Rewrite the lines starting at the one containing "Locate every instance of the hallway" and ending at the final line, requests included. Shift every coordinate value in the answer points by +126.
--- The records ---
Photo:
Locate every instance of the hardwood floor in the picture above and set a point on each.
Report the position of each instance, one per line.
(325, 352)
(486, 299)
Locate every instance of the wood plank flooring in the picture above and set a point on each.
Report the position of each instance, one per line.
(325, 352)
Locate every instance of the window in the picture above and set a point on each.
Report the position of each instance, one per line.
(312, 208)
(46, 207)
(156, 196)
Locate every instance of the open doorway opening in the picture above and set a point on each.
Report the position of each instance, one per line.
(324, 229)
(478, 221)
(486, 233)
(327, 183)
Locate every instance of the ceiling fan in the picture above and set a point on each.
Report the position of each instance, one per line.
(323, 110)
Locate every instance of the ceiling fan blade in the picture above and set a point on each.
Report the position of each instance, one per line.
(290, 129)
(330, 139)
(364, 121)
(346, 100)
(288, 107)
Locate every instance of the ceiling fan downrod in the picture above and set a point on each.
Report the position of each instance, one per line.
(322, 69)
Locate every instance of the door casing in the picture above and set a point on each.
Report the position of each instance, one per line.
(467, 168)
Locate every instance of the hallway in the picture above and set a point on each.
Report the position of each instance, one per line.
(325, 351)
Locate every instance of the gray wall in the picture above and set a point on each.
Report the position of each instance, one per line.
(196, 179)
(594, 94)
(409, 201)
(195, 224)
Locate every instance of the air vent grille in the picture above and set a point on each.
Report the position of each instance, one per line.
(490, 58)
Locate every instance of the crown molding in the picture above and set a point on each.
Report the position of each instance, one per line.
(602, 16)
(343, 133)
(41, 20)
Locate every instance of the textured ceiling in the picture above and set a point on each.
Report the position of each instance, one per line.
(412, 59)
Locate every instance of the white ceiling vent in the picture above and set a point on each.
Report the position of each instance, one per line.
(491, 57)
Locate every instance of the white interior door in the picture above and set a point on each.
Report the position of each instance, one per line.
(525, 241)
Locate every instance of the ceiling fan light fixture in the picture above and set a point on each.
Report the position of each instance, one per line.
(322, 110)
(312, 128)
---
◆ Response to the exercise ◆
Locate every instance of the hallway in the picture above and set a point on each.
Report the position of each instance, one per line.
(451, 477)
Locate every instance of the gray wall in the picture above and set a point on each.
Report the position of each instance, one per line.
(322, 305)
(720, 220)
(535, 327)
(321, 350)
Locate every instance of the air vent grille in the picture above and set a point on each.
Report the position of each instance, one per line.
(616, 184)
Locate every instance of the crown molding in the picture above and set a point on each.
Report the position of each instance, one per line.
(728, 142)
(469, 259)
(167, 146)
Locate every instance of the textured ceiling in the picture above and set a point on each.
Report the position of each instance, one per line.
(538, 185)
Locate every instance of the white ceiling vent in the picture above and set a point on each.
Report the position of each instance, one per line.
(617, 183)
Locate every instance of the white interior door in the picture above and set a point on each.
Report the position of each instance, one per line.
(651, 367)
Locate every instance of the ceiling fan light fixture in the picture above and set a point on each.
Report the position of each instance, one per line.
(448, 236)
(438, 254)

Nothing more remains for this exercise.